[USING THE INFORMATION]
1. List every statutory section the passage on insolvency case law cites, together with the act it belongs to.
2. Carry on the passage on insolvency case law from its last sentence, continuing the account of the Schweitzer Systemtek case.

[PASSAGE PROVIDED]
_ _ _ _ _
Unigreen Global Private Limited vs Punjab National Bank and Ors [26]

In the present case, Unigreen Global Pvt. Ltd. (“Unigreen“)which was corporate debtor made an application in NCLT to initiate CIRP as it was unable to discharge its outstandinf liabilities of Rs 100 Crores.The Creditor Bank argued that the Unigreen with the aim to delay the payment  had already initiated several civil suits and had also preferred appeal u/s 17 of the SARFAESI Act 2002 .The issue was whether the CIRP application could validly be admitted.

The NCLT after verifying all documents presented by Banks observed that admission of the CIRP application would invoke the application of  moratorium scuttling all legal proceedings thus, it would unjustly restrain bank from exercising security interest under SARFAESI Act 2002 over the securities. Thus, the NCLT not only dismissed Unigreen’s application but also imposed a penalty of Rs. 10,00,000/- on Unigreen and its directors u/s 65 of the IBC 2016.[27]

Schweitzer Systemtek India Private Limited vs Pheonix ARC Pvt. Ltd. & Ors [28]

Brief facts of this case is same as facts of the above two cases as it was alleged by Financial Creditors that Schweitzer Systemtek India Private Limited (“SSI”) which was the corporate debtor in this case had with the aim to scuttle the proceedings of SARFAESI Act 2002 moved application u/s 10 of the IBC.
_ _ _ _ _
[MATERIAL SHOWN]
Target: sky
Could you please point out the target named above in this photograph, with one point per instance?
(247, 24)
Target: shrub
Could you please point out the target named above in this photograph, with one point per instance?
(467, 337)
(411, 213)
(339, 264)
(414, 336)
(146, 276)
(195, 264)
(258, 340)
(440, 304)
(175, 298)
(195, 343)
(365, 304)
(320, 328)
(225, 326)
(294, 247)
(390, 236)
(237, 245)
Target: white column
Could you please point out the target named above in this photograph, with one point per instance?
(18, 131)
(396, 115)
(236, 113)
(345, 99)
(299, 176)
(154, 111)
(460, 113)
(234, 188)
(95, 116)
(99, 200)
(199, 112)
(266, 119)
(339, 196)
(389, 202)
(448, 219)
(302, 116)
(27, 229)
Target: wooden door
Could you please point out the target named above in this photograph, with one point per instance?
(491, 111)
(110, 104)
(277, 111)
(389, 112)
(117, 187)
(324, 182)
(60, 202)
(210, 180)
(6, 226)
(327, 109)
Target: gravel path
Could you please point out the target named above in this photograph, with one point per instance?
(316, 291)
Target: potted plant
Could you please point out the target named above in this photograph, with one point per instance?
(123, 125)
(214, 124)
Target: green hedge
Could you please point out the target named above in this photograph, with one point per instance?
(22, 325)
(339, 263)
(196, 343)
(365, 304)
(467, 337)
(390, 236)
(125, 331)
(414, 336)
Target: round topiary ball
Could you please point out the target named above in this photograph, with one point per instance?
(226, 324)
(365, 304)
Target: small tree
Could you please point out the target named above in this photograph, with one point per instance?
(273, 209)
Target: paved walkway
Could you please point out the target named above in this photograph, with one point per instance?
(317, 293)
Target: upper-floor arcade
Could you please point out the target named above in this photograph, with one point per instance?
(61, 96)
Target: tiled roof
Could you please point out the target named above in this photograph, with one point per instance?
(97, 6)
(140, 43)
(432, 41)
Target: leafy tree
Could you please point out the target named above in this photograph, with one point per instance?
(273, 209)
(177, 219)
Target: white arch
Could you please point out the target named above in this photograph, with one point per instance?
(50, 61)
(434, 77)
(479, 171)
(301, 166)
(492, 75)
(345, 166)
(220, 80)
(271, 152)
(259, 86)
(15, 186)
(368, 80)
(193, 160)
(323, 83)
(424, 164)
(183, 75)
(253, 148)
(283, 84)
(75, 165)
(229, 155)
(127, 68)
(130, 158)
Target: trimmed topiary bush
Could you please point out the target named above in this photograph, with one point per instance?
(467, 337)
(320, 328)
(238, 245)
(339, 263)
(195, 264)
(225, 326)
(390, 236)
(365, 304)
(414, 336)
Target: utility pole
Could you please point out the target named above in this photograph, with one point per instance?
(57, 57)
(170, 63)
_ _ _ _ _
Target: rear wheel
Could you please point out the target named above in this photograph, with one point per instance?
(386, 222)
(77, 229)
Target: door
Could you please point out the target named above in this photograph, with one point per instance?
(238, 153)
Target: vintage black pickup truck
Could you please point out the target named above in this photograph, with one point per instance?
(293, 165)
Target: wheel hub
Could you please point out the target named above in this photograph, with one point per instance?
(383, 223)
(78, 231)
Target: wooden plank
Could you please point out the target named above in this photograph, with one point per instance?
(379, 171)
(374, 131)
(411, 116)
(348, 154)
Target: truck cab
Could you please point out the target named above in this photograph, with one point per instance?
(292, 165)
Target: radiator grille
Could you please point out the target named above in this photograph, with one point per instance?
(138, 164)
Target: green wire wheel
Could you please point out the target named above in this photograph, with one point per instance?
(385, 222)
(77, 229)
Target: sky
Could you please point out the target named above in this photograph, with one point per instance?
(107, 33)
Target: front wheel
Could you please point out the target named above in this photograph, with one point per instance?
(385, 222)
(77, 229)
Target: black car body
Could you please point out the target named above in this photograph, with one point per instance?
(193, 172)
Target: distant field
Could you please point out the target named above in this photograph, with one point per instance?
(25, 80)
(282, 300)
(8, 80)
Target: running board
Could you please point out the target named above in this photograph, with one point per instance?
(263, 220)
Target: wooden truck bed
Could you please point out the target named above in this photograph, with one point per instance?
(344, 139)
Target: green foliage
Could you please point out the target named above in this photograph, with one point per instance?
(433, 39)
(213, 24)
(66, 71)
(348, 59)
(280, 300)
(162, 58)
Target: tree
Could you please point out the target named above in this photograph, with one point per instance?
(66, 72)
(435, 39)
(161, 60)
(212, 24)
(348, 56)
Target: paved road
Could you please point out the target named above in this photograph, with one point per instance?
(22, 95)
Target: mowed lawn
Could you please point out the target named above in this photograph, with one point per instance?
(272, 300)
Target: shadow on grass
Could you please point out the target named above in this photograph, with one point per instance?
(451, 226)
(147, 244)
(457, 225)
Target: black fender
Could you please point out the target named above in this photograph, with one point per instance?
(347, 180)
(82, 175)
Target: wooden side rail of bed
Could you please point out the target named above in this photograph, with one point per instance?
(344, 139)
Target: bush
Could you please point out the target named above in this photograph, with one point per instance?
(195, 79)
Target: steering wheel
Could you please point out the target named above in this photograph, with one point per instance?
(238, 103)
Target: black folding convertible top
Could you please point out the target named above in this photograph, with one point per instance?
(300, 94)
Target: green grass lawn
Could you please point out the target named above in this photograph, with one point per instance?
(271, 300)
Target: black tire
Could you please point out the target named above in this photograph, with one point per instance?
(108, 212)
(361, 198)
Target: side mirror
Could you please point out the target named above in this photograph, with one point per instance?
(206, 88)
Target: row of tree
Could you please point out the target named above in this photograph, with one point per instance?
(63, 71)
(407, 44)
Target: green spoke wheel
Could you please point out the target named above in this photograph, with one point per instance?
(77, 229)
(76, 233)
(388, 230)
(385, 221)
_ _ _ _ _
[WRITTEN ANSWERS]
1.
- Section 17 of the SARFAESI Act 2002
- Section 65 of the IBC 2016
- Section 10 of the IBC

2.
The tribunal took stock of Section 14 (1)(c) which states that a moratorium is to be declared to “prohibit any action to recover or enforce any security interest created by the Corporate Debtor in respect of its property“. Here, NCLT noted that because the word “its” has been used the moratorium declared u/s13 read with section 14 would only restrict proceedings against properties of corporate debtor and proceedings against personal guarantor were not restricted by section 13 read with section 14. The Application was therefore admitted, subject to this exception.

In the above cases, situation in which there might be a direct conflict between the two above named statutes did not arise as Adjudicating Authorities smelled rat before admitting application of the defaulting corporate debtor or admitted, subject to some exceptions.

But, in the case of Sanjeev Shriya vs State Bank of India & Ors[29] where the  facts in brief were following:

In 2005 directors of the Company X entered and executed the deed of guarantee in favour of the bank .Two years later company was declared as a sick company under Sick Industrial Companies Act 1985 (“SICA”).In 2017 banks made application u/s 19(3) of the RDDBFI Act 1993 in the DRT for the recovery of due money against the principal debtor i.e. the company. Few days later the DRT admitted the application and also passed an interim order enjoining the personal guarantors i.e. directors to disclose particulars of their assets as specified by Bank in the application.

With the aim to bypass this order of the DRT, Company made an application u/s 10 of the IBC 2016 to initiate CIRP. Subsequently, NCLT admitted the application and declared moratorium. Then, the Company used this order of NCLT to get stay on the proceeding before DRT and contended that vide this order of the NCLT all proceedings against guarantors before DRT should also be stayed. But, DRT though stayed the proceedings against company denied staying of the proceedings against the guarantors. Thus, an appeal was filed before Allahabad High Court where High Court held that, moratorium u/s 14 of the code is also applicable on the personal guarantors. 

Thus, it was seen that when there was actual tussle between the provisions of SARFAESI Act 2002 and IBC 2016, later prevailed over former.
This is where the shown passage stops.